### Exercise aim
Write out every one of the entries below word for word, in the order given.

⟨

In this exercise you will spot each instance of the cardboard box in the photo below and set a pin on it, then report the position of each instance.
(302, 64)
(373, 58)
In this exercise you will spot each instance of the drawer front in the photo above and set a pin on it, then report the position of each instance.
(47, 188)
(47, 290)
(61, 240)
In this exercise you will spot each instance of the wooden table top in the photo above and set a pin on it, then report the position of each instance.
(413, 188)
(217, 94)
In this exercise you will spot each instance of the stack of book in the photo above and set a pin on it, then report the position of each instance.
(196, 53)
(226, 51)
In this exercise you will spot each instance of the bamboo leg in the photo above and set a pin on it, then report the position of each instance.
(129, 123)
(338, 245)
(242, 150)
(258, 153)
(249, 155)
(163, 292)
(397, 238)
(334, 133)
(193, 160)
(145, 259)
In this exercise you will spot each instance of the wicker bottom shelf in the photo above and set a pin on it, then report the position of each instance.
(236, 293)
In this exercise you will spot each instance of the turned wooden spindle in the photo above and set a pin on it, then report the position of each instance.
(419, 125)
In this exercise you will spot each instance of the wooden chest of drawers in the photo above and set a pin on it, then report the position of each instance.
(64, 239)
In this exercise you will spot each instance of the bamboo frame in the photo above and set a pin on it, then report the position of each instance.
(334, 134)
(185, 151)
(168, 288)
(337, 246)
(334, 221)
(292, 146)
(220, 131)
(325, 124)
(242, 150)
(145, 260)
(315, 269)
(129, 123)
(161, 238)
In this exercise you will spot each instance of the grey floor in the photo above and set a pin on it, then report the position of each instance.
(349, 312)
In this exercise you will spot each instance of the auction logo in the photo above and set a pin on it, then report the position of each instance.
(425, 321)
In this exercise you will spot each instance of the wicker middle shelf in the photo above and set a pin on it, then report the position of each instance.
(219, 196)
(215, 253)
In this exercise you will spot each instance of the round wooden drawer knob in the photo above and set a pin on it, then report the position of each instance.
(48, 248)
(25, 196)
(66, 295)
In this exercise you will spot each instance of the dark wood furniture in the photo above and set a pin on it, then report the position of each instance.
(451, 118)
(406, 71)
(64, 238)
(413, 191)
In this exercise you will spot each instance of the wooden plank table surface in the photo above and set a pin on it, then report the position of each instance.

⟩

### Correct response
In this exercise you will spot each instance of the cardboard box in the photo below and set a pin on it, then report the position of each instance.
(302, 64)
(373, 58)
In this exercise you will spot each instance of the drawer front in the photo above and set a pin on it, then report the position of each instance.
(47, 188)
(47, 290)
(61, 240)
In this exercise you will spot each instance of the wooden table top in the photo above and set a pin on it, then report the position of each instance.
(413, 188)
(217, 94)
In this exercise you will spot each instance of the stack of book in the photo above and set a pin on it, then report the position of each instance.
(196, 53)
(226, 51)
In this exercise you will spot each instance of the bamboo leg in the photo above and set a pin on it, then report the position of each instance.
(129, 123)
(338, 245)
(242, 150)
(258, 153)
(249, 155)
(163, 292)
(397, 238)
(334, 133)
(193, 160)
(145, 259)
In this exercise you will spot each instance of the wicker bottom shelf in the photo above and set a pin on it, then report the position of each instance.
(236, 293)
In this exercise you will spot each instance of the turned wooden spindle in the photo above and set a pin on it, then report the position of each instance.
(419, 125)
In this exercise you will spot each instance of the wooden chest of drawers in the photo above and set a pin on it, then report the position of each instance.
(64, 239)
In this exercise you will spot each instance of the bamboo frame in the photo above and set a pin on it, then report the position of each instance.
(334, 134)
(185, 151)
(168, 288)
(337, 246)
(334, 221)
(292, 146)
(220, 131)
(325, 124)
(242, 150)
(145, 260)
(315, 269)
(129, 123)
(161, 238)
In this exercise you will spot each instance of the grey floor in the photo above and set a pin on it, then report the position of each instance.
(349, 312)
In this exercise you will spot each instance of the auction logo in the photo above and set a pin on it, then report the position of each instance.
(425, 321)
In this exercise you will spot each instance of the wicker middle shelf in the photo above and set a pin on it, then report the position of each instance.
(219, 196)
(215, 253)
In this exercise you will spot each instance of the round wooden drawer knob in the photo above and set a pin on it, then report the position of each instance.
(48, 248)
(25, 196)
(66, 295)
In this exercise you will spot each instance of the dark wood furniture in the photo above and set a pin on it, then report the position of each instance.
(451, 118)
(406, 71)
(64, 238)
(413, 191)
In this exercise you will spot each instance of the wooden plank table surface in the photo above and set a pin on it, then report the position of each instance.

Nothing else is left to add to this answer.